▶ QUOTED PASSAGE:
--- Start ---
In meeting its replenishment obligation, the most significant challenge for CAGRD is finding new sources of water because its primary source of renewable water between 1995 and 2004 was unused or “excess” CAP water.64 “Excess” CAP water is under contract for use by a water provider or Indian community or agricultural district but, although it may not be used in any given year, it may well be needed in the future to meet that contractor’s future water demand.65 Excess CAP water will dwindle as the demand for CAP water by those holding the contracts or subcontracts increases and as municipal and agricultural water providers build the CAP delivery infrastructure necessary to use their secured water supplies. As the water supply historically used to meet CAGRD’s current replenishment obligations is dwindling, CAGRD’s new enrollment is expanding its future replenishment obligation. CAGRD’s replenishment obligation has, in CAGRD’s own words, “grown well beyond expectations.”66 CAGRD also faces increased costs as the competition for the limited supply of both excess CAP water and non-CAP water may dramatically increase prices.67 As a consequence, CAGRD and local municipalities may find themselves competing for the “next buckets” of water needed to meet demand in Arizona after the CAP supply has been fully used. Unchecked ML enrollment poses a threat to the GMA’s sound water management principles. Under the GMA, the management goal for the Tucson and Phoenix AMAs68 is “safe yield” by 2025.69 In contrast, the Pinal AMA, where Cotton was King in 1980, is managed under the goal of what has been termed “planned depletion.”70 Unchecked enrollment of MLs could result in the de facto transformation of “safe yield” water management into discrete areas of the “planned depletion” AMAs. To prove that water is “physically, legally, and continuously available” for the next 100 years under the AWS rules, an applican for an AWS designation or certificate need only show that groundwater pumping in the local area will not cause water level declines of 1,000 feet below land surface or the depth of the bottom of the aquifer within the next 100 years, which is virtually the same standard for meeting the “planned depletion” management goal of the Pinal AMA.71

Depending on the depth to groundwater in the local area and the location of replenishment relative to pumping, significant water level declines may result. Declines in excess of even five feet per year are cause for concern about the longterm health of the regional aquifer, as reflected in DWR’s temporary well spacing rules, which apply even to the drilling of wells to recover recharge credits from within the area of hydrologic impact of a recharge project.72 DWR has already adopted rules for “dry lot” subdivisions that preclude drawdowns of 400 feet below land surface.73

After a decade of CAGRD’s operation, it has become apparent that there will be “wet” members and “dry” members of the District. “Wet” members are located in close proximity to CAGRD’s recharge and delivery infrastructure, so that the member service area or the water provider serving an ML is pumping groundwater in reasonable proximity to the site of replenishment. In such areas, groundwater levels are likely to remain stable.74 In other instances, the site of pumping is located far from the CAP delivery system and storage sites that CAGRD has used, thus far, to meet its replenishment obligations. In these “dry” areas, the hydrologic effects of pumping are not mitigated by replenishment. The ability to pump is constrained only by DWR’s review and approval of a hydrologist’s finding that groundwater pumping for the water demands of CAGRD members will not draw down the aquifer more than 1,000 feet below the surface. Even if the hydrologist has correctly predicted the drawdown levels of this pumping, the allowable long-term effects could be severe, and these severe effects would be worse if the hydrologist’s predictions turned out to be optimistic. In the worst case scenario, when effects of local pumping in “dry” MLs are modeled incorrectly, CAGRD membership offers no real assurance there will be water physically available to serve the particular subdivision in the future. CAGRD obliges members to replenish within the AMA where groundwater withdrawals occur, but CAGRD does not, and cannot, guarantee that this replenished water will be actually hydrologically connected to the water originally withdrawn by the CAGRD member. For example, if an ML were to draw down the local groundwater supplies in its immediate area to such an extent that it were forced to either curtail deliveries or seek emergency sources of supply, the replenishment obligation would simply diminish to the amount of groundwater pumping.75 By contrast, the “traditional” or “pay now” AWS designation requires that

(1) access to the renewable resource be demonstrated up-front and

(2) storage and recovery as a mechanism for indirect utilization of renewable water comply with Management Plan provisions.
--- End ---
▶ MATERIAL PROVIDED:
--- Start ---
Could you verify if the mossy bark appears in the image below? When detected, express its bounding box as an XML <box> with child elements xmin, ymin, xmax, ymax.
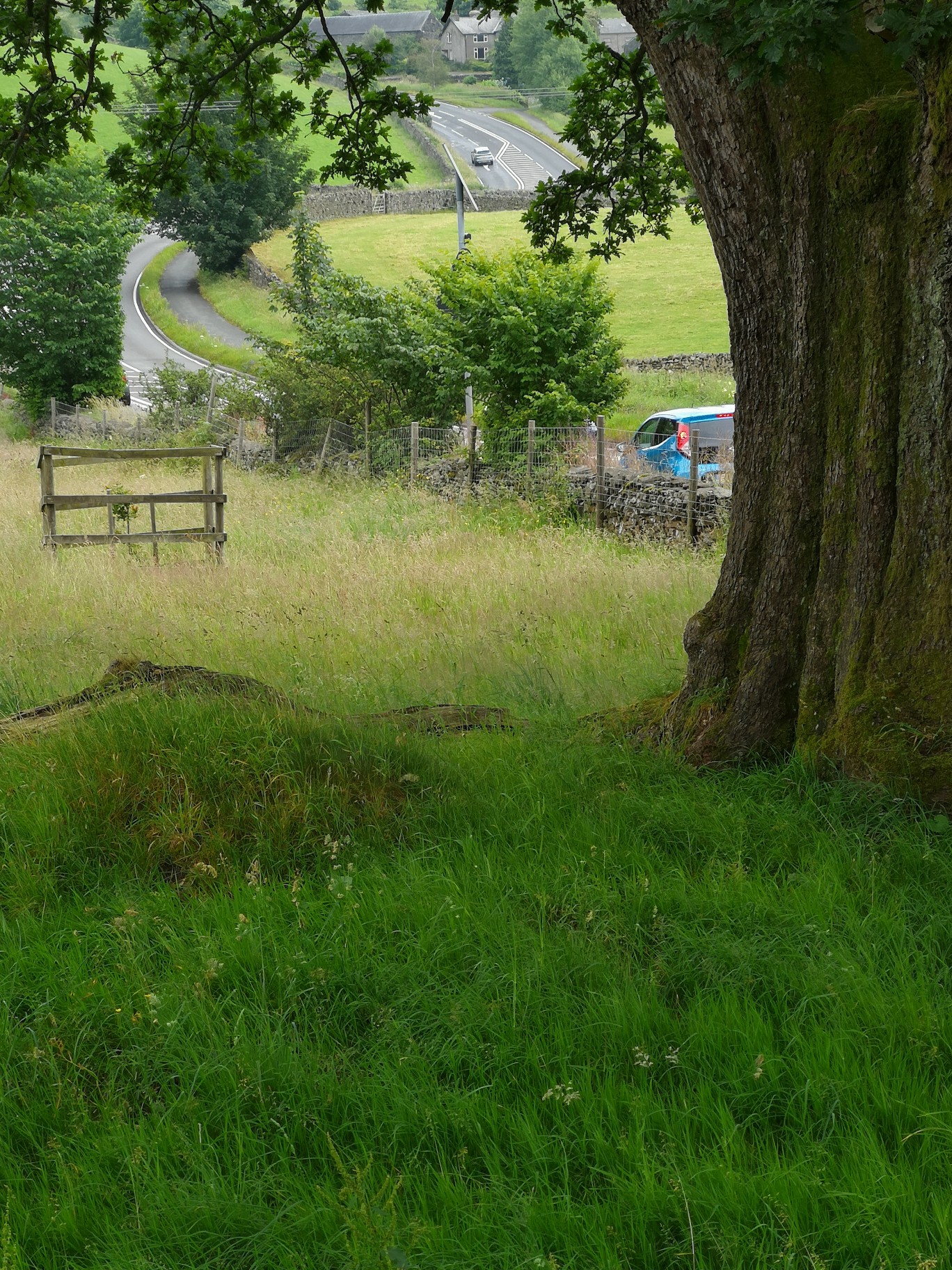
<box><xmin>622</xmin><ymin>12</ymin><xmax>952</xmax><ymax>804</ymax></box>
--- End ---
▶ PROBLEMS TO WORK ON:
**1.** Copy out the passage on Arizona groundwater replenishment, starting with "(1) access to" and going on through "Management Plan provisions.".
**2.** Answer from the passage on Arizona groundwater replenishment:
(a) What was CAGRD's primary source of renewable water between 1995 and 2004?
(b) How far below land surface do DWR's rules for "dry lot" subdivisions preclude drawdowns?
(c) Where are "wet" members of the District located?
**3.** Continue the passage on Arizona groundwater replenishment from its final sentence.

▶ PER-TASK OUTPUTS:
**1.**
(1) access to the renewable resource be demonstrated up-front and

(2) storage and recovery as a mechanism for indirect utilization of renewable water comply with Management Plan provisions.

**2.**
(a) Unused or "excess" CAP water.
(b) 400 feet.
(c) In close proximity to CAGRD's recharge and delivery infrastructure.

**3.**
In particular, wells cannot be permitted as recovery wells in the safe-yield AMAs if the drawdown is more than four feet per year.76 These provisions essentially slow down any long-term declines in the local aquifer in the safe yield AMAs.77

Arizona has a history of urban developments that have existed for over 100 years in core areas of Phoenix, Mesa, Tempe, Tucson, Bisbee, and Prescott, but little experience with pumping the local aquifers in CAGRD’s service area from depths close to 1,000 feet. As a matter of sound long-term water management, then, it would be prudent to ensure that there will be stable water supplies for Arizona’s urban developments even past the 100-year window that the AWS program contemplates. It may be optimistic at best and foolhardy at worst to expect that the water needs of urban developments can be met by pumping water from depths approximating 1,000 feet below the surface.


The high rate of growth of CAGRD and its reliance, to date, on an ever diminishing source of supply—excess CAP water—pose a challenge to the generally sound water management principles of the GMA. Without some correction to the current course of action, CAGRD will inexorably find itself required to accept additional members, but without sufficient long-term supplies to meet its replenishment obligations. By its very nature, this threat will grow more pressing with time. Associated with uncertainty in supplies is uncertainty in costs. This is a concern for existing CAGRD members, be they MSAs or MLs. CAGRD is therefore ripe for reform. We suggest the following options:

A. Connect CAGRD with renewable water through the use of effluent from CAGRD Member Lands or Service Areas to meet replenishment obligations.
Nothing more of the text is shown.